→ Written instruction: Write out the material below word for word, leaving out the pictures.

→ Data to process:
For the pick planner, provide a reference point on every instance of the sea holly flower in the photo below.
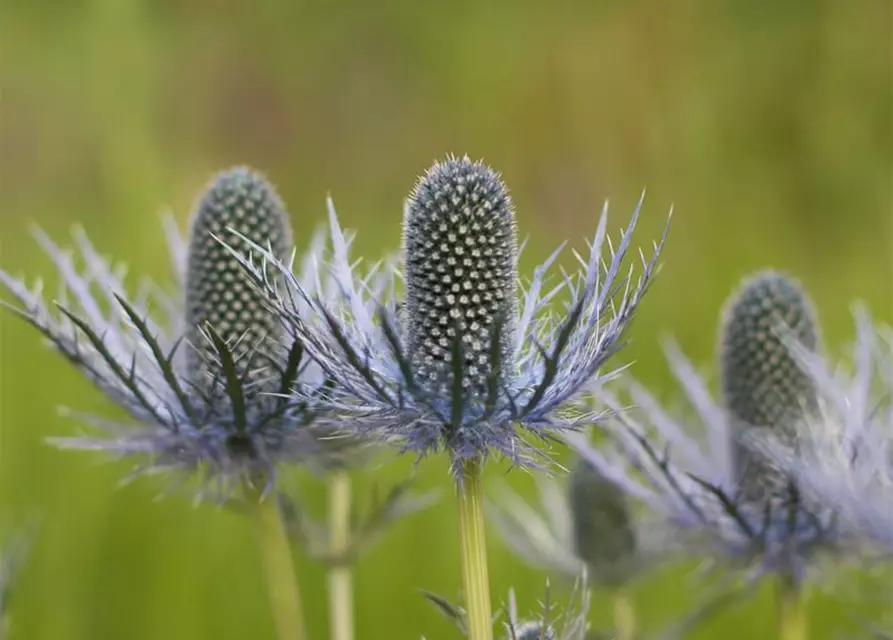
(205, 371)
(689, 470)
(844, 453)
(463, 366)
(211, 378)
(463, 363)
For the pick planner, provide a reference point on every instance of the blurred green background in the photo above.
(768, 124)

→ Exercise response:
For the pick planner, provide a reference point on every instance of the sea holly flower in the photo below.
(205, 371)
(689, 470)
(844, 453)
(463, 366)
(211, 378)
(463, 363)
For the pick planner, provide a reference point on every instance of the blurred green background in the photo above.
(768, 124)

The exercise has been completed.